**QUOTED TEXT**:
>> start
Elon is smart but doesn't know when to shut up.
(original Oryx is giving up, this Czech guy is now the boss of this project)
Well, is he right? Is it smart to pick so many fights at once, not only with ADL over free speech, but also with Pentagon and the deep state over Ukraine?
Why would anyone take the opinion of some random Czechs on this, who don't even grace us with reasons in their one-line argument? Oryx doesn't/didn't even do their own job too well, their methodology is dubious at best: https://twitter.com/ArmchairW/status/1508660640755331073#m
Their methods and their numbers are good enough for Pentagon, the unfortunate leaks showed that Pentagon uses Oryx data.
Belllingcat and Oryx are anything but "random internet people".
Bellingcat is bankrolled by the National Endowment for Democracy, Atlantic Council and the usual suspects. They're squarely deep-state people and will find evidence for whatever is most desirable for that faction.
Anyway, if the Pentagon is using Oryx data then so much the worse for the Pentagon. In addition to leaking like a sieve, failing to meet their plummeting recruitment goals and losing their long and expensive tragifarce wars, they have bad, outsourced intelligence as well! Maybe that's why they egged on Ukraine to attack into a powerful Russian defensive belt without air superiority... If the Russian army truly has been bled dry then what could stop them?
In reality, the Russians have more missiles, more artillery, more heavy weapons and airpower and thus enjoy favourable kill-loss ratios. This is why the Ukrainians have been so desperate to draft more troops - why they tried to draft a man with no hands, why the internet is full of videos of Ukrainian men being wrestled and handcuffed on the street so they can be drafted.
Yes, both sides of this farce are simian, to use elite human capital expression. US and whole NATO are unable to supply Ukraine with such basic stuff as artillery shells - after 20 months. For comparison, in the time of world wars, 20 days would be enough to begin mass production of ammunition, starting from empty field.
>> end
**EXCERPTED RECORDS**:
>> start
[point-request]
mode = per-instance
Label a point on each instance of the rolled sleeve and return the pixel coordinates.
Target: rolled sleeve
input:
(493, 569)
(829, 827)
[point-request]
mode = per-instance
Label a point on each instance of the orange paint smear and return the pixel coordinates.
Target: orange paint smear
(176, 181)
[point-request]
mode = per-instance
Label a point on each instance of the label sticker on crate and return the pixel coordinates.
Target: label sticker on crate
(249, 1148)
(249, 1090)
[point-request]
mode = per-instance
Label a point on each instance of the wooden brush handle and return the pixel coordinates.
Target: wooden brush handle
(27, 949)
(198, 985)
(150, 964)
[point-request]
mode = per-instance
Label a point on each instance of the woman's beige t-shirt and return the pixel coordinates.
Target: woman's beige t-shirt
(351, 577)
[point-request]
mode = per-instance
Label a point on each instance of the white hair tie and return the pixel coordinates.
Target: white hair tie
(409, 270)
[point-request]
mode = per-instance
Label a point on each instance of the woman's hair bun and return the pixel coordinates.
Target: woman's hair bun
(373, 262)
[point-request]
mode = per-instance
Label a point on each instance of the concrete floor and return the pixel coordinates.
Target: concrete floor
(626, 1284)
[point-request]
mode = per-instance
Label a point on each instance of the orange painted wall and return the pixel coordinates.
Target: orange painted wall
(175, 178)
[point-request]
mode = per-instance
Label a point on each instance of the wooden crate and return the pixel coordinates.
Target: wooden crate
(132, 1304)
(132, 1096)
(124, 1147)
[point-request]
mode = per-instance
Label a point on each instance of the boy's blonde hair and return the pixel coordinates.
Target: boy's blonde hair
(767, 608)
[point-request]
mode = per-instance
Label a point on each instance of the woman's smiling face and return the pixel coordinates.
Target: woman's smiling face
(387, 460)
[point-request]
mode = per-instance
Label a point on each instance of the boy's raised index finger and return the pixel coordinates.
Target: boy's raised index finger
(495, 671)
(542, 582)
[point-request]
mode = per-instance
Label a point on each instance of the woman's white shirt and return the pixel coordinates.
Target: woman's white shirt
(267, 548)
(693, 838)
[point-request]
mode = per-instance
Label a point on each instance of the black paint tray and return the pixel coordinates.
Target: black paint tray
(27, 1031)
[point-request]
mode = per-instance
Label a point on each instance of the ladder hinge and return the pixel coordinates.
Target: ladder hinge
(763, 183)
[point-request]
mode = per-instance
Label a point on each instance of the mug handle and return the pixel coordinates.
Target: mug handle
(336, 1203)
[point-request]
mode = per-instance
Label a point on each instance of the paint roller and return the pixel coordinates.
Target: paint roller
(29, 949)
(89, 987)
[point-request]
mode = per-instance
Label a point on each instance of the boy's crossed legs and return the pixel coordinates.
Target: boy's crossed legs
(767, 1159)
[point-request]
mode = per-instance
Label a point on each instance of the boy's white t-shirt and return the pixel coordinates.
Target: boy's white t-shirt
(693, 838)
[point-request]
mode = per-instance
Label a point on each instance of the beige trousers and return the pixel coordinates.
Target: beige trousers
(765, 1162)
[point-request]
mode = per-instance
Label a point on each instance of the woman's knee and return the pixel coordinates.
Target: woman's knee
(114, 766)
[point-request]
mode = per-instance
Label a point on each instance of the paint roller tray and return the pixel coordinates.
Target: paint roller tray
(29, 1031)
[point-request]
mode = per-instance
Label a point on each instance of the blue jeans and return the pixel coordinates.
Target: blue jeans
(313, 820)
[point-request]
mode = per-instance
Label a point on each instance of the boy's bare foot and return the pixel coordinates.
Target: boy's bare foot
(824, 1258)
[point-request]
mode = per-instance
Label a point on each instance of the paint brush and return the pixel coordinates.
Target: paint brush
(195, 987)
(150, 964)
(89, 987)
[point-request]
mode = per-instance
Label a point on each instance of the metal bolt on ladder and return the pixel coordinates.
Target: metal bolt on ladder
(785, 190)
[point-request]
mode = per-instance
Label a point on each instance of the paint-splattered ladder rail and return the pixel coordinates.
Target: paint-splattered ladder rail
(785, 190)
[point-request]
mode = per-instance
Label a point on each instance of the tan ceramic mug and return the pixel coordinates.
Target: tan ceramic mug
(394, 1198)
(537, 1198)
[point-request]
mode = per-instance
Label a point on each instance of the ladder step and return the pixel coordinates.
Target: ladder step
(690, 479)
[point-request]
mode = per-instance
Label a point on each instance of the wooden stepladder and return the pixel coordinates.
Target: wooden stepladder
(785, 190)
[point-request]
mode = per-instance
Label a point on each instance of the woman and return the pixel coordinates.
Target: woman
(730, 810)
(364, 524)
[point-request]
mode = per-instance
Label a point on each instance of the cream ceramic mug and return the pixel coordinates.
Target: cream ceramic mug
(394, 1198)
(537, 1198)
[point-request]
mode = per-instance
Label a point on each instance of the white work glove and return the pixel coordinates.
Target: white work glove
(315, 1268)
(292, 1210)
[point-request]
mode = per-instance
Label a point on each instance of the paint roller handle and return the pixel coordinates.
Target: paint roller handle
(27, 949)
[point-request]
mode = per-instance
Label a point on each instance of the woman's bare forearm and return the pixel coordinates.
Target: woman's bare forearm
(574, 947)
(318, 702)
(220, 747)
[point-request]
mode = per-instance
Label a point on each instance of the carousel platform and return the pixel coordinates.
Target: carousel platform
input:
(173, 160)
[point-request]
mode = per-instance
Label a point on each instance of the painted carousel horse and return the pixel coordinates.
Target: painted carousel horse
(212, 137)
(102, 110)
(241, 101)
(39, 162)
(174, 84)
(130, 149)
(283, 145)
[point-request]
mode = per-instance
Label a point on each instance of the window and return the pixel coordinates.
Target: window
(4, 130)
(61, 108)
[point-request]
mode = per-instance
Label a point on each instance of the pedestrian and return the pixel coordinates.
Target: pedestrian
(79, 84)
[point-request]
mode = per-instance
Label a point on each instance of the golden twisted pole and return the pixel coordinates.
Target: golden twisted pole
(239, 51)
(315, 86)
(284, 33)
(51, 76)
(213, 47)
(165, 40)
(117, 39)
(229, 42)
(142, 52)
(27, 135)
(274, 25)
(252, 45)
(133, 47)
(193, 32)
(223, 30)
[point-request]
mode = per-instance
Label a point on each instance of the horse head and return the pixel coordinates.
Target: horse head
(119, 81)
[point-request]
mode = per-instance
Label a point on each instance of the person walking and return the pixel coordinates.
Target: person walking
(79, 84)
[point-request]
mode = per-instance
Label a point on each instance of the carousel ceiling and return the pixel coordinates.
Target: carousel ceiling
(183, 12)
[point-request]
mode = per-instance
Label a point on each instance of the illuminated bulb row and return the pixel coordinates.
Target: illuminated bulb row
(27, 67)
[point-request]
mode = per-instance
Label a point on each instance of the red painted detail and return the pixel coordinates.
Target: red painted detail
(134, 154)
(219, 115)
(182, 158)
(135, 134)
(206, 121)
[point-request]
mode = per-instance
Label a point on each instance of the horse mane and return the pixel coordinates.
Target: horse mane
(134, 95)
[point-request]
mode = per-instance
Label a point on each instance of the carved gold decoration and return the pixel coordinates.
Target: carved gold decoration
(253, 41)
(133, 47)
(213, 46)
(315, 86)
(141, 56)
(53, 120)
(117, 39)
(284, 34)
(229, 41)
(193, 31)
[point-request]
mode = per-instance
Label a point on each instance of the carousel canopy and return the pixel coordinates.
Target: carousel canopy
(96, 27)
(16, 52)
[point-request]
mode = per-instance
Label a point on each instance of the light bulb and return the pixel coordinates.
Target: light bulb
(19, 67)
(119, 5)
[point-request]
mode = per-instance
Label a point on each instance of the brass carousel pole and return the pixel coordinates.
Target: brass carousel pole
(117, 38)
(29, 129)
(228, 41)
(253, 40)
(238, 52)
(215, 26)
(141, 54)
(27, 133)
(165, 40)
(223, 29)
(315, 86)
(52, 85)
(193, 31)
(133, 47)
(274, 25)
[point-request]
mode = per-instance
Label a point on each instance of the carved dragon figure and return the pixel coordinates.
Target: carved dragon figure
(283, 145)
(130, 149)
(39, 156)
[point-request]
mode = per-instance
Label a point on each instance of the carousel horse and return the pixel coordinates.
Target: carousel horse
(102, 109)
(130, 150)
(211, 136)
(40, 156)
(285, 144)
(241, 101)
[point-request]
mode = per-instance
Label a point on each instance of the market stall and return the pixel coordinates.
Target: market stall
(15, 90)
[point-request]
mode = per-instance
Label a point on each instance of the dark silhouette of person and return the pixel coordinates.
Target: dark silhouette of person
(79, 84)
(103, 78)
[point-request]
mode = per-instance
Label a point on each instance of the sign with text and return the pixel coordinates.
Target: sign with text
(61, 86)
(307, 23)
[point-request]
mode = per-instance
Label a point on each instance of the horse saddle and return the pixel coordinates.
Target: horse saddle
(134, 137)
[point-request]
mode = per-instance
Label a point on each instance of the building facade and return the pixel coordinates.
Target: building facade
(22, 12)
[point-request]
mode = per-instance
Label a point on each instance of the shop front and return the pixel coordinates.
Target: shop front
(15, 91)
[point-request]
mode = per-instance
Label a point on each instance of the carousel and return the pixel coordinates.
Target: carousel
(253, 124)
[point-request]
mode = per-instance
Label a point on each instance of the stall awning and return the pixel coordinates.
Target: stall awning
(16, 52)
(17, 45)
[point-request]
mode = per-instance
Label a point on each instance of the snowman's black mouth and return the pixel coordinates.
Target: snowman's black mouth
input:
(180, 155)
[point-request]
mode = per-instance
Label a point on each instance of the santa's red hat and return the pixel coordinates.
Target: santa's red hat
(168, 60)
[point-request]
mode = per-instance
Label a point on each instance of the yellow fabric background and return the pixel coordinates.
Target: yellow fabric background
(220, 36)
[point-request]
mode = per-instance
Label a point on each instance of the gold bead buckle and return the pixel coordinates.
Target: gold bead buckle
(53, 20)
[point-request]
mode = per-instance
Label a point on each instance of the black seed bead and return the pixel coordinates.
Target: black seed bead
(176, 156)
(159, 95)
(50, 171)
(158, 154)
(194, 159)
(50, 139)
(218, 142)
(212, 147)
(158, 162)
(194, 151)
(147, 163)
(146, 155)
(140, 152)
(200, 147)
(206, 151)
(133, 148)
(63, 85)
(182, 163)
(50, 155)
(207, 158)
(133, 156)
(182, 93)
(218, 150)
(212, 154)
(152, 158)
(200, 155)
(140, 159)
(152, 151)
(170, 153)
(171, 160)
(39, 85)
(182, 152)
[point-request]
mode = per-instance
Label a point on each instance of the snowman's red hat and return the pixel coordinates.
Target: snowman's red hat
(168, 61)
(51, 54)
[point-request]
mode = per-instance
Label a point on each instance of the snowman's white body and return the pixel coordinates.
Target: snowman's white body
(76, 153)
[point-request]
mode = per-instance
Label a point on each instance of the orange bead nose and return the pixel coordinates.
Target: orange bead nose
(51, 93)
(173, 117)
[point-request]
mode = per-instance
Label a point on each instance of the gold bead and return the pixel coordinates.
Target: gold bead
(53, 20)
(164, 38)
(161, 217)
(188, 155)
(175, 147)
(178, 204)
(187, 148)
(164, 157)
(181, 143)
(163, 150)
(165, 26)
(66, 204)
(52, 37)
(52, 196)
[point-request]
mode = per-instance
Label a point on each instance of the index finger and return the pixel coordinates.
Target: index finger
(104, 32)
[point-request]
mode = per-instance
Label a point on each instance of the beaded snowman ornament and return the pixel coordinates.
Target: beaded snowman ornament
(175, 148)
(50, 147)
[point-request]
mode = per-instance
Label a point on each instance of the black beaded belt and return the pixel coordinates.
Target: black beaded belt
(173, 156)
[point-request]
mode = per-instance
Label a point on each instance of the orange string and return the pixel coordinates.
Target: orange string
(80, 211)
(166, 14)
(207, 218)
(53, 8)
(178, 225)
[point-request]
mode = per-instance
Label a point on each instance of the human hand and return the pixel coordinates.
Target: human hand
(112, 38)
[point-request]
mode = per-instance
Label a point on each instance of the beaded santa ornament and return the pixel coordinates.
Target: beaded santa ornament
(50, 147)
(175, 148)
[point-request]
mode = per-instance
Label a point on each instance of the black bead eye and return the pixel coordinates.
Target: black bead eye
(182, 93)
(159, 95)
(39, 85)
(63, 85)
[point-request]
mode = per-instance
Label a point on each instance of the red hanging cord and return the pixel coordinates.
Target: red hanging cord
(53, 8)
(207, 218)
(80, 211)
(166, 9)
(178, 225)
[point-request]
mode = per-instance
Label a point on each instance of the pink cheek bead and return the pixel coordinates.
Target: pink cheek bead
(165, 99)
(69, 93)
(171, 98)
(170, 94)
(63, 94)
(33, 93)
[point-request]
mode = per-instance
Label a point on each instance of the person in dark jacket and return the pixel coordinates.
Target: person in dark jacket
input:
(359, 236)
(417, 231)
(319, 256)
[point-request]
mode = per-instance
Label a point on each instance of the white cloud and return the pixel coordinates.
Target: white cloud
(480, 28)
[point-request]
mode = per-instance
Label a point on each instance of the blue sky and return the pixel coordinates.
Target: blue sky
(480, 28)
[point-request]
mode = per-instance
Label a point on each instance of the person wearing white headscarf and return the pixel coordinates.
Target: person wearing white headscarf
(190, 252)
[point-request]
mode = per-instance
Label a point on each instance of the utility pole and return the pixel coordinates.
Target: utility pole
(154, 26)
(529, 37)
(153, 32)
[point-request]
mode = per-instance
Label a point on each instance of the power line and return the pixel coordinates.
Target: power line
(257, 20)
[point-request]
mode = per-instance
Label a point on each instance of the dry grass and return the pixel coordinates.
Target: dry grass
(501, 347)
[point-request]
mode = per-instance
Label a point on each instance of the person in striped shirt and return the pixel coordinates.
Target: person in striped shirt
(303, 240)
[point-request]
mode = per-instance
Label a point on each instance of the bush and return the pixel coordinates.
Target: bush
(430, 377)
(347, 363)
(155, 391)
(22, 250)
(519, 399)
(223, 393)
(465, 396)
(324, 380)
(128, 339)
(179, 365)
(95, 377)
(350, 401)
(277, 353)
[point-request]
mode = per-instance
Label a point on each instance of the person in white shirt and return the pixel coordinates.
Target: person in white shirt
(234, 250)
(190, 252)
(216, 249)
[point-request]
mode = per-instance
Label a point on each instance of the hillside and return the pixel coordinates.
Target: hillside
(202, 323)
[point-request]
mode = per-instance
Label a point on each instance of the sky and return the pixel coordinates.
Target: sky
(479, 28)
>> end
**PROBLEMS AND TASKS**:
- a) In the discussion about Oryx, what do the leaks show the Pentagon uses?
- b) List everything the discussion about Oryx says the Russians have more of than the Ukrainians.
- c) Write the next part of the discussion about Oryx, picking up after its final sentence.

**EXERCISE RESPONSES**:
- a) The leaks showed that the Pentagon uses Oryx data.

- b) Missiles, artillery, heavy weapons, and airpower.

- c)
There are people, on both sides, who are calculating the human losses using open sources (official announcements, obituaries, memorials, new graves), but this is far trickier than counting burned out vehicles.
"Unable"? The shells would be there in 24 hours if the order was given by Biden to get them there. If something different happens, it's not the lack of ability, it's the lack of willingness to do that.
I'd like to see a proof of any factory producing anything reminding modern artillery ammunition created from an empty field in 20 days. I also assume the metal, chemicals, machinery, trained workers and supply lines for both incoming materials and the product will have to come from the empty field in the same 20 days?
No, he cannot, because the industry necessary to provide them does not exist in NATO countries, and nothing had been done to build up this capacity since 2022.
Well, US promises to increase production to 100,000 shells per month ... by 2025.
By world war standards, it is one big unfunny joke.
Nothing "modern" about artillery shell production.
Modern world industrial production and logistical capacity is at least by magnitude higher than during WW2 time, all these things can be ordered online (from China, through intermediaries if you do not want to raise suspicion) unlike in these times.
We are talking about classical industrial mass production, that could operate with minimaly skilled workers freshly arriving from farms and villages.
Enough places near sea port or rail line, no need for WWII style heroic building achievements
This is not even slight exaggeration of things that were routinely done in the past.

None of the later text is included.